**Prompt**.
Find the line that contains "Please place a dot on the man's" and print it and every line after it, exactly, please.

**Information provided**.
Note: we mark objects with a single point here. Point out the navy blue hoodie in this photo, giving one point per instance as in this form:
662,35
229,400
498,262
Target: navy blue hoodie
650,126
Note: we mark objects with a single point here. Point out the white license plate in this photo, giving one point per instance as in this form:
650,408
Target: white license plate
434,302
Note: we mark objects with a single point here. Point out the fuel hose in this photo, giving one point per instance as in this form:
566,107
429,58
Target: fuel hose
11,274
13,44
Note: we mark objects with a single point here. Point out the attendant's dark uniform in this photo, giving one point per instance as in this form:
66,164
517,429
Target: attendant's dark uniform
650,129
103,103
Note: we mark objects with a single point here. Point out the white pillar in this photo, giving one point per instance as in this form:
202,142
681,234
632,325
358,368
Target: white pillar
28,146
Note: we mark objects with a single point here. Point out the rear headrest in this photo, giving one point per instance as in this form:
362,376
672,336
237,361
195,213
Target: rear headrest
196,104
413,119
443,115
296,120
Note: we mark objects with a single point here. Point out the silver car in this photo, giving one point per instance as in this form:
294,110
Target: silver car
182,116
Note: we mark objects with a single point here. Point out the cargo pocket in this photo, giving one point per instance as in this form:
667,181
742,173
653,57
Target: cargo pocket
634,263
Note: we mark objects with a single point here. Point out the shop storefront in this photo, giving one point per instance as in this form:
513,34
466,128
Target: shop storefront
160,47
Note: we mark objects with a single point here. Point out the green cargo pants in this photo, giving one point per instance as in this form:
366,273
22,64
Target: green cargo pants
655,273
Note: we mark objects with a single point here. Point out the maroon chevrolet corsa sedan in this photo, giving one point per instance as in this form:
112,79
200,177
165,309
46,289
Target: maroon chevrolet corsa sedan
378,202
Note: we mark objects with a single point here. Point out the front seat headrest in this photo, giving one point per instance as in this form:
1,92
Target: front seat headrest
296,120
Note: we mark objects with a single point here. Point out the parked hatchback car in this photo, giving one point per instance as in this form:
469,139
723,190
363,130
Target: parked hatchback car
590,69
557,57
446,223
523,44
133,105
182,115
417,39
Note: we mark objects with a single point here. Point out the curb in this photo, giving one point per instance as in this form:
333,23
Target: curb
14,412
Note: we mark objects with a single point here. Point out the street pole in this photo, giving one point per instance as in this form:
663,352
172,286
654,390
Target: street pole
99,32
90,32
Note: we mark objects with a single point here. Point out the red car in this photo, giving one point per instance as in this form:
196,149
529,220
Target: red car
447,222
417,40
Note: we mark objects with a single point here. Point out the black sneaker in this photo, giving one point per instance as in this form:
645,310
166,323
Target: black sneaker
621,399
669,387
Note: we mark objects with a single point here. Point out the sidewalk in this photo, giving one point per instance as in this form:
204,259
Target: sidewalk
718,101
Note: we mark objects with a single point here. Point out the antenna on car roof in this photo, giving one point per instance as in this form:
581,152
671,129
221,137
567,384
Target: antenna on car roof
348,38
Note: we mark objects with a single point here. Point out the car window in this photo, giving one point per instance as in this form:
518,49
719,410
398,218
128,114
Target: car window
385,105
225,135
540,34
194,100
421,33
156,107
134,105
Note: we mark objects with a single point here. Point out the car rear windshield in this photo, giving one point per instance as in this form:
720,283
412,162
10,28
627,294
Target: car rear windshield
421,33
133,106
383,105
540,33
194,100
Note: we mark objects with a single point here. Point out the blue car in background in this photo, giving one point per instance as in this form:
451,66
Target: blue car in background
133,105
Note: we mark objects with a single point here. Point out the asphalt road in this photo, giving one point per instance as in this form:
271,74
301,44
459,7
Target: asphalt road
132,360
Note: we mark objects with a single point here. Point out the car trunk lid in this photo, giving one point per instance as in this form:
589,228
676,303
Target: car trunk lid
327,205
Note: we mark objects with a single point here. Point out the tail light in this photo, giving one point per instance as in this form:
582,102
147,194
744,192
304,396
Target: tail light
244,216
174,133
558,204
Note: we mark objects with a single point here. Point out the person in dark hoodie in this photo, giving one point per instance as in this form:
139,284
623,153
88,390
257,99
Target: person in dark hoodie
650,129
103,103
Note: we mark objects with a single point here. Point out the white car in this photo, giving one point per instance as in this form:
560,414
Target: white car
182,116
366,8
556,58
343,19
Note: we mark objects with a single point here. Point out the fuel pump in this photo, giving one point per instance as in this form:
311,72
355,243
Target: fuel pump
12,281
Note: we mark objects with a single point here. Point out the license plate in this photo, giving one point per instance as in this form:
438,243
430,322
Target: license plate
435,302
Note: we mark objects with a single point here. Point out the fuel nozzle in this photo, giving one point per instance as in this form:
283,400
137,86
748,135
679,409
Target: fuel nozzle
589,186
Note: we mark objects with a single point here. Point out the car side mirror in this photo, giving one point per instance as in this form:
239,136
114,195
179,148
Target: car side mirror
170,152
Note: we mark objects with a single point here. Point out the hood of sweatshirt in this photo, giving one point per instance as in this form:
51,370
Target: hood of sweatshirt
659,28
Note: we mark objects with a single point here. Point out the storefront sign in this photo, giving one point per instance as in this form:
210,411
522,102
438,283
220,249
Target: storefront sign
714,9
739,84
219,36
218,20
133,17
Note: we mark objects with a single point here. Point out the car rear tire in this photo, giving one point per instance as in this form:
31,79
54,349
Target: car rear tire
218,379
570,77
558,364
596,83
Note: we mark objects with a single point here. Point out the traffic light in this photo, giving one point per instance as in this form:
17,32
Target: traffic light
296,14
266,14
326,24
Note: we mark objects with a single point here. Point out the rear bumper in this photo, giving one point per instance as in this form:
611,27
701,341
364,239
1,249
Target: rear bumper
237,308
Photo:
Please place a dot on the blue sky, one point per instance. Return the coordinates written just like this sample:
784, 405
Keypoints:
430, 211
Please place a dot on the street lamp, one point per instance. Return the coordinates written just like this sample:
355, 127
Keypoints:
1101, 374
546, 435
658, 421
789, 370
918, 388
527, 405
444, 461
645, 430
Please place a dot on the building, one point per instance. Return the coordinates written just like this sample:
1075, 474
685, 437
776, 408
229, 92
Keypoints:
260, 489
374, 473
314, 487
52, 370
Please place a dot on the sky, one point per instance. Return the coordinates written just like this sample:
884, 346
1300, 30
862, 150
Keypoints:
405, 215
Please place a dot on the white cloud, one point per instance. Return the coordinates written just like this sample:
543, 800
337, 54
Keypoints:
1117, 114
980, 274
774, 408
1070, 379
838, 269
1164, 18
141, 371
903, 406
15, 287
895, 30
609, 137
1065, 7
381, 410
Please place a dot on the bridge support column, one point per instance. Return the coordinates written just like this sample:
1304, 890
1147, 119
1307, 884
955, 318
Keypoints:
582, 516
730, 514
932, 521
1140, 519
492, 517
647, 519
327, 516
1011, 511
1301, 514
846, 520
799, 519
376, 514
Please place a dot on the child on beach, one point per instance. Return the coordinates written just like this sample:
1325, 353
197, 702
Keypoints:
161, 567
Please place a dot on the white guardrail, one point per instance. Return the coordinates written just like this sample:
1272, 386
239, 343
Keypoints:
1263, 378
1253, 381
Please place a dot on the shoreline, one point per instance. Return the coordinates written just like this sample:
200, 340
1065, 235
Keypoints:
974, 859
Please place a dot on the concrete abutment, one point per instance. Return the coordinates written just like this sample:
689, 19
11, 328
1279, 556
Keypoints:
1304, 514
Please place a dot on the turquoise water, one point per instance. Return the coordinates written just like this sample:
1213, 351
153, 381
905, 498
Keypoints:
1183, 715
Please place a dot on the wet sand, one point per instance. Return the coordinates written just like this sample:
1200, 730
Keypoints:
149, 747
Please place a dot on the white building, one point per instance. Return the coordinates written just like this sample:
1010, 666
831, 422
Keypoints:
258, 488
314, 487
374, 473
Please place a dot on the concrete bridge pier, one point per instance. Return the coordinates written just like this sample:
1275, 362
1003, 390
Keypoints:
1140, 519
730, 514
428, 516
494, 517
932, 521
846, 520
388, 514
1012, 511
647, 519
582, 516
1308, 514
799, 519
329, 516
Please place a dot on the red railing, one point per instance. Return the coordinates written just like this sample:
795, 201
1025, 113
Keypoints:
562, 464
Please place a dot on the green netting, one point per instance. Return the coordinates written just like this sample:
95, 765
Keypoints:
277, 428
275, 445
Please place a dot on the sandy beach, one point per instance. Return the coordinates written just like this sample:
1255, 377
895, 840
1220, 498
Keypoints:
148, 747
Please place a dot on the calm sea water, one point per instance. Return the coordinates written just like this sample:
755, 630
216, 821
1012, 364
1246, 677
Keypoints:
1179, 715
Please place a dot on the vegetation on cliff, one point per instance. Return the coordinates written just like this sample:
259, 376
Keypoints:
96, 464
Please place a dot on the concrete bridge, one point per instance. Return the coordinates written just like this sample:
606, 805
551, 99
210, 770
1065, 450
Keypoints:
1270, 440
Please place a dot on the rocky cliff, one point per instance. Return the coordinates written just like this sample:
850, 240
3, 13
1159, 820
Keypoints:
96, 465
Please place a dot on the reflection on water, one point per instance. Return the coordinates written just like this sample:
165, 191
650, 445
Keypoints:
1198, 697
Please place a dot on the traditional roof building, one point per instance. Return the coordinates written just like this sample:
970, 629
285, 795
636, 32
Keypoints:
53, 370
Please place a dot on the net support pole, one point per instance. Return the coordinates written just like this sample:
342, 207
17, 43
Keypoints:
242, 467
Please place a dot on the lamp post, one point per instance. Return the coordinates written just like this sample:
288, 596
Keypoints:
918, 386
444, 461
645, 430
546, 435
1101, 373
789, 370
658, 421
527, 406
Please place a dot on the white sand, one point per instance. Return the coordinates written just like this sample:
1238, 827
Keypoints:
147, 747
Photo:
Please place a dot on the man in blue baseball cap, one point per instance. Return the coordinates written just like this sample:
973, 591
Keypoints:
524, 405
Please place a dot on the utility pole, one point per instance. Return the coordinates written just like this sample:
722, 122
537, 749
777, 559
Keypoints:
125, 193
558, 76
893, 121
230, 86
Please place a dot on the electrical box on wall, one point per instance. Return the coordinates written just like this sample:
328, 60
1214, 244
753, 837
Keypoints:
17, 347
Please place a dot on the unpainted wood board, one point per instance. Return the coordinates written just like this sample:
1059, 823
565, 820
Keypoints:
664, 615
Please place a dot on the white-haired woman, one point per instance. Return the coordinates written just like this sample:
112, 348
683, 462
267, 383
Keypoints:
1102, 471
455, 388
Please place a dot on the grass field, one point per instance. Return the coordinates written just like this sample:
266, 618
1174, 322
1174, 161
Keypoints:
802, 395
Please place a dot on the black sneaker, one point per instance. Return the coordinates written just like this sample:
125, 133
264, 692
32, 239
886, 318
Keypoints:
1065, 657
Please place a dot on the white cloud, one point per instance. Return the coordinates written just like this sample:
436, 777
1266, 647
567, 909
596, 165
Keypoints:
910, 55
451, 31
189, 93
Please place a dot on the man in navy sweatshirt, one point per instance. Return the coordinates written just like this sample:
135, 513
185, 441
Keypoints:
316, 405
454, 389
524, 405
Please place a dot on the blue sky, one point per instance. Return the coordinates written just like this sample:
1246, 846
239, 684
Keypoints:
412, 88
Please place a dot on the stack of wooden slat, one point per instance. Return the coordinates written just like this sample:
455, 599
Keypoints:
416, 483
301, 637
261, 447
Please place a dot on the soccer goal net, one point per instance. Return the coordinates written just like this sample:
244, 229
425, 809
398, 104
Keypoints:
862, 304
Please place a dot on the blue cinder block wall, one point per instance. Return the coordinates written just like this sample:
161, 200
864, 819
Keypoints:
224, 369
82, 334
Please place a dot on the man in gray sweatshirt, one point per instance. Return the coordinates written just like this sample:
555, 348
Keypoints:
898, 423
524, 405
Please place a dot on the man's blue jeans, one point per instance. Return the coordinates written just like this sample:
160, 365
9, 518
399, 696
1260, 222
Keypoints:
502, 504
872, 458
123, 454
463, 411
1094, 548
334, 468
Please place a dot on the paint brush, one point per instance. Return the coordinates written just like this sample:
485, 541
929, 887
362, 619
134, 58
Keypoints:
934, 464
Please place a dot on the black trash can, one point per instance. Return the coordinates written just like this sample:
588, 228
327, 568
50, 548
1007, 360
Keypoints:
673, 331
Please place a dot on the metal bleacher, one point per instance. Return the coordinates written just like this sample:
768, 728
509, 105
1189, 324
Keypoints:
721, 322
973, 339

**Task response**.
Please place a dot on the man's blue jeans, one point per instance. Return the coordinates written just like this sample:
160, 365
9, 518
399, 696
1260, 222
Keypoints:
502, 504
872, 458
123, 454
463, 411
1094, 548
334, 468
Please place a dot on the paint brush, one point per instance. Return the coordinates written just like this sample:
485, 541
929, 887
362, 619
134, 58
Keypoints:
934, 464
Please place a dot on the black trash can, one point per instance. Return the coordinates written just like this sample:
588, 228
327, 568
50, 548
1007, 360
Keypoints:
673, 331
Please place a dot on the metal bleacher, one point per instance. Return the coordinates written just like this sample:
768, 728
509, 105
1189, 324
Keypoints:
721, 322
973, 339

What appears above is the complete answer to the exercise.